_Exercise directions:_
Can you render the stretch of items below, from the line containing "Where can you find the cabinet drawer" through the line containing "pixel 401 63", as a JSON list of strings with one string per line, skipping blank lines and leaving out the pictures?

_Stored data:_
________________________________________

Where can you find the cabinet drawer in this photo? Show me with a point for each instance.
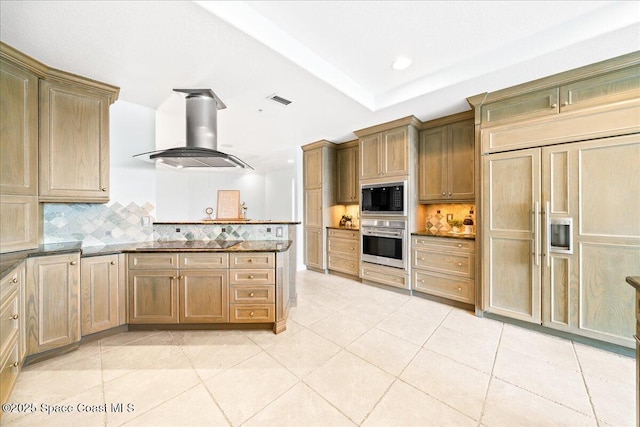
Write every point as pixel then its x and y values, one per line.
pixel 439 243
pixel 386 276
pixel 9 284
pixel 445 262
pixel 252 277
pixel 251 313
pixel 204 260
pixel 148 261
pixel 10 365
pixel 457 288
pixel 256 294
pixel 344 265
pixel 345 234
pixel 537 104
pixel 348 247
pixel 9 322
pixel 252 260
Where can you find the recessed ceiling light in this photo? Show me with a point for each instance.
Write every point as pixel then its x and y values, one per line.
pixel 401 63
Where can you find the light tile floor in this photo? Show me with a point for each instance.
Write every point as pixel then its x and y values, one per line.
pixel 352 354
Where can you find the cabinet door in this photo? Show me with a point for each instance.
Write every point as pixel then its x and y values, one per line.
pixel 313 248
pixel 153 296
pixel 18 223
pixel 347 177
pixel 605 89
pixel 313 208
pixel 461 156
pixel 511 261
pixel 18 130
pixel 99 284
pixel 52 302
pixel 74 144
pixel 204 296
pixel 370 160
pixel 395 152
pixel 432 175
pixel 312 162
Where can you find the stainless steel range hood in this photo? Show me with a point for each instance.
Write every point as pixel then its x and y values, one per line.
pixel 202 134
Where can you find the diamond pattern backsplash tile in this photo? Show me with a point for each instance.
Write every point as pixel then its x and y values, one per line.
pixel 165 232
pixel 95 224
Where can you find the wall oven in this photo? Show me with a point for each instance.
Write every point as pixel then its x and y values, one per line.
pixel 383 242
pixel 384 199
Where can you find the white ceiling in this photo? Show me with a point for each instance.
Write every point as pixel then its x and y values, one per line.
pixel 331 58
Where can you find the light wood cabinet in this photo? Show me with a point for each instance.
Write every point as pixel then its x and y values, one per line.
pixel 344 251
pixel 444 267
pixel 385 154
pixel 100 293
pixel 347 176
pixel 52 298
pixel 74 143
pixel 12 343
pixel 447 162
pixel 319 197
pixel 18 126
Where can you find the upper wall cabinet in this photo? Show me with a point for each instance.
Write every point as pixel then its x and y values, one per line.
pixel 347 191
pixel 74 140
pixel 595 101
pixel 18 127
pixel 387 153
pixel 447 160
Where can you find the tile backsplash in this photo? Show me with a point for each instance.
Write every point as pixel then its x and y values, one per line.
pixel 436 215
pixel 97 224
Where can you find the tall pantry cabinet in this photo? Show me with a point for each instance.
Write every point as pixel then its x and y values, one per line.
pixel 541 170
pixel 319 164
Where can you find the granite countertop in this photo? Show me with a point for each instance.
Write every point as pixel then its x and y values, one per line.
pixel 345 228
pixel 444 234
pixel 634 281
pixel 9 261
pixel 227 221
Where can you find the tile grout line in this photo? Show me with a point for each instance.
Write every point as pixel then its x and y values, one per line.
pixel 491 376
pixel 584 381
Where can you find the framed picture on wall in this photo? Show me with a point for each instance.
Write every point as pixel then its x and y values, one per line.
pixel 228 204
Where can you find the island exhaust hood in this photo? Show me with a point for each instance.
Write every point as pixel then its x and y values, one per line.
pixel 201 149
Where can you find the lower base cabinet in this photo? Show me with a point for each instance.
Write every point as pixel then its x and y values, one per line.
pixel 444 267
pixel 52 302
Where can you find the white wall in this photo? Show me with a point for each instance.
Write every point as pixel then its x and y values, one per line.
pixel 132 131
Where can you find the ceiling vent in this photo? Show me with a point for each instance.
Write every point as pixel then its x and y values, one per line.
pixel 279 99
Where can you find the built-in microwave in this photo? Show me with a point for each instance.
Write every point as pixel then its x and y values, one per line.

________________________________________

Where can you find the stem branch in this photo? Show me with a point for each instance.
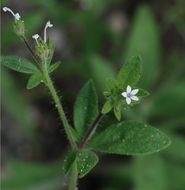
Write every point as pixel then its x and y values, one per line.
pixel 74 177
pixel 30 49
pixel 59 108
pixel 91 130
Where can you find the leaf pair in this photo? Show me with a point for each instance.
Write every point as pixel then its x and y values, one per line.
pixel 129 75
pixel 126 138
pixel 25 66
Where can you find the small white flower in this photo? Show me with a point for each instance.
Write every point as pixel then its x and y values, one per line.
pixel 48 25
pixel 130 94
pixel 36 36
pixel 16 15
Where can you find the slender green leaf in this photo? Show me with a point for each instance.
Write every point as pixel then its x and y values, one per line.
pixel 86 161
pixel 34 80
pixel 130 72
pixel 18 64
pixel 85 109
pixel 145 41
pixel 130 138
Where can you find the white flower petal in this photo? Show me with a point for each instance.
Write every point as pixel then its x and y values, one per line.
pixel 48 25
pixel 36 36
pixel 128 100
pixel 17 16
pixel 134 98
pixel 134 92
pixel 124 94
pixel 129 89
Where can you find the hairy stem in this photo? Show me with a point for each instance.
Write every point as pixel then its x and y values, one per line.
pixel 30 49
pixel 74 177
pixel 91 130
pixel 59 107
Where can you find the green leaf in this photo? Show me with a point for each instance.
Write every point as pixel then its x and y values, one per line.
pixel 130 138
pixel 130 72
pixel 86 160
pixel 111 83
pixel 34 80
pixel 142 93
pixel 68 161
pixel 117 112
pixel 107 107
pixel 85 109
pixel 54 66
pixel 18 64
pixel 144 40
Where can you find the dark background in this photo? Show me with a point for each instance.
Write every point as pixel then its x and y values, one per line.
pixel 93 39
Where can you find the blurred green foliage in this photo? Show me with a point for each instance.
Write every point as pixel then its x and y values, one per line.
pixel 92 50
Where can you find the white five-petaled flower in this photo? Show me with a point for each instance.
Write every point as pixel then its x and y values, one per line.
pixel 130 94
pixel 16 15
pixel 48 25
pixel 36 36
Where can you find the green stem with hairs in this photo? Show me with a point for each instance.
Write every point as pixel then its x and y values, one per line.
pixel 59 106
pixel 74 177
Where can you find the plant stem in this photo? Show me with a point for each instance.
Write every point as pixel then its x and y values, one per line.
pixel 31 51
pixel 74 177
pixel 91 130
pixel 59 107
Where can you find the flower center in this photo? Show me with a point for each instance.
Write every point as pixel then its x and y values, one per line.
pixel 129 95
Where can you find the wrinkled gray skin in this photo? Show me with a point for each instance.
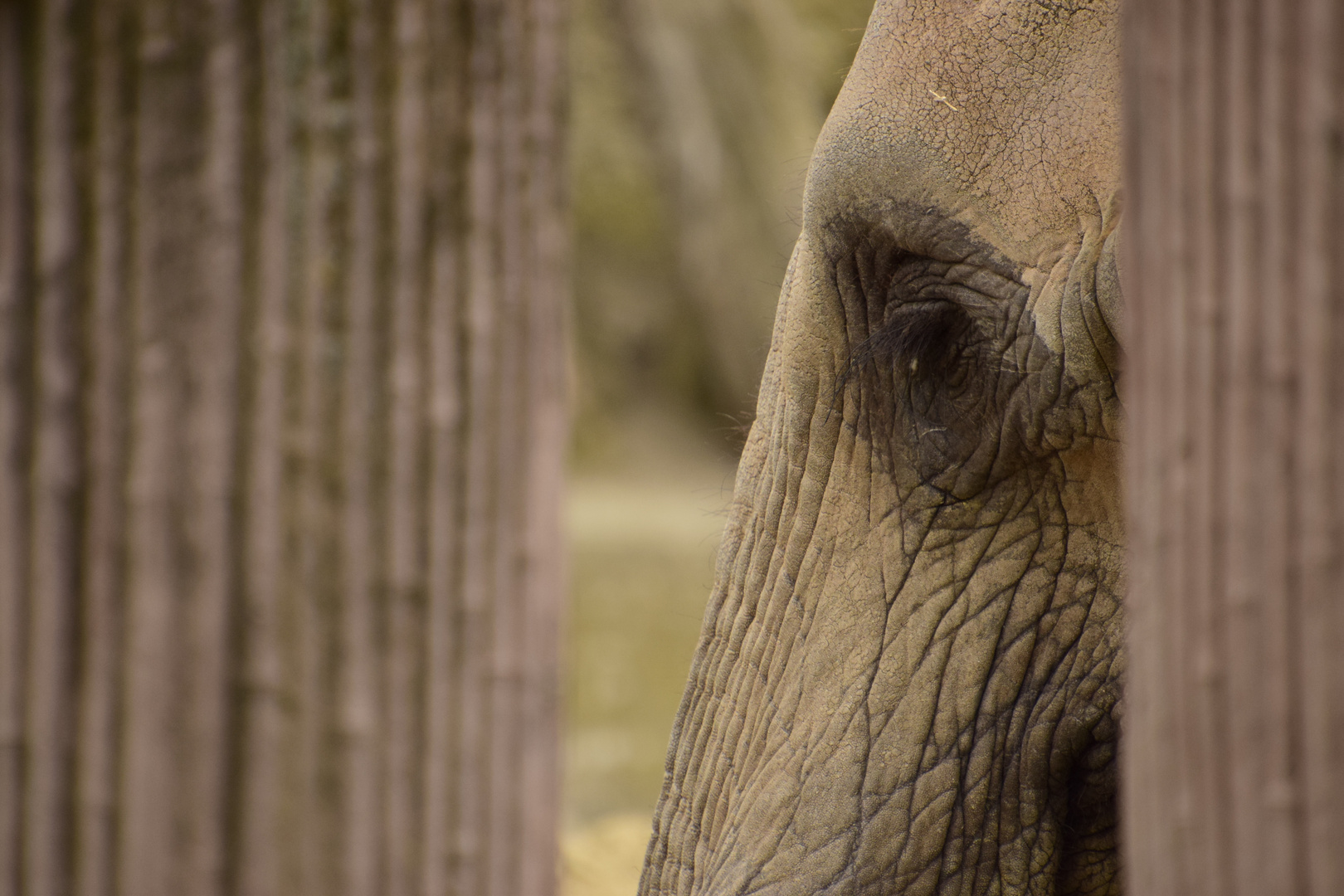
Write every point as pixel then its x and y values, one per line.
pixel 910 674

________________________________________

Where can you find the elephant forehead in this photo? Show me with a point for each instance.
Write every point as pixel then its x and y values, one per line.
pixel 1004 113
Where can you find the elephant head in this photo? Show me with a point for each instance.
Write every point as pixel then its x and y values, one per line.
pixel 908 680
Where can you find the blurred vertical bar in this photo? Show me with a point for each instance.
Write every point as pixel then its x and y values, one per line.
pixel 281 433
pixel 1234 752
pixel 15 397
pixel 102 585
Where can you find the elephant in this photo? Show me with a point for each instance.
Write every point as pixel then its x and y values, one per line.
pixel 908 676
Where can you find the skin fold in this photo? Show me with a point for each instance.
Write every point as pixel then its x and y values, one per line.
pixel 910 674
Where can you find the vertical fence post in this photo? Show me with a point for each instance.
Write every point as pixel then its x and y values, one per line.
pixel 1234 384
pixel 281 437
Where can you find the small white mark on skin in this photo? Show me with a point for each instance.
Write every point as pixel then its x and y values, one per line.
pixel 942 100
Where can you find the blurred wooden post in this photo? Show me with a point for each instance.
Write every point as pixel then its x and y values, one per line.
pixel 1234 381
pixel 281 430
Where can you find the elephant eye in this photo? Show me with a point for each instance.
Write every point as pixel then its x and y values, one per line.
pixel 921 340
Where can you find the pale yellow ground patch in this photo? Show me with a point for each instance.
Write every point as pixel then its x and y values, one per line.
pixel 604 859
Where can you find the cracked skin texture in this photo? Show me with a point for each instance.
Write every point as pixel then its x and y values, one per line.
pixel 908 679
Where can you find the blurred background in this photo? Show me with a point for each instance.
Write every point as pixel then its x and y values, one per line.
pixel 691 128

________________________________________

_Solution to this problem:_
[
  "Where can you find the cabinet drawer in this photo? Show me with a point for each instance.",
  "Write every point as pixel then its x and y values, one per line.",
  "pixel 439 243",
  "pixel 386 276",
  "pixel 9 284",
  "pixel 445 262",
  "pixel 252 277",
  "pixel 251 313",
  "pixel 204 260",
  "pixel 148 261",
  "pixel 10 365",
  "pixel 457 288",
  "pixel 256 294",
  "pixel 344 265",
  "pixel 345 234",
  "pixel 537 104",
  "pixel 348 247",
  "pixel 9 322",
  "pixel 252 260",
  "Where can you find the recessed ceiling light in this photo? Show me with a point for each instance.",
  "Write every point as pixel then its x and y values, one per line.",
  "pixel 401 63"
]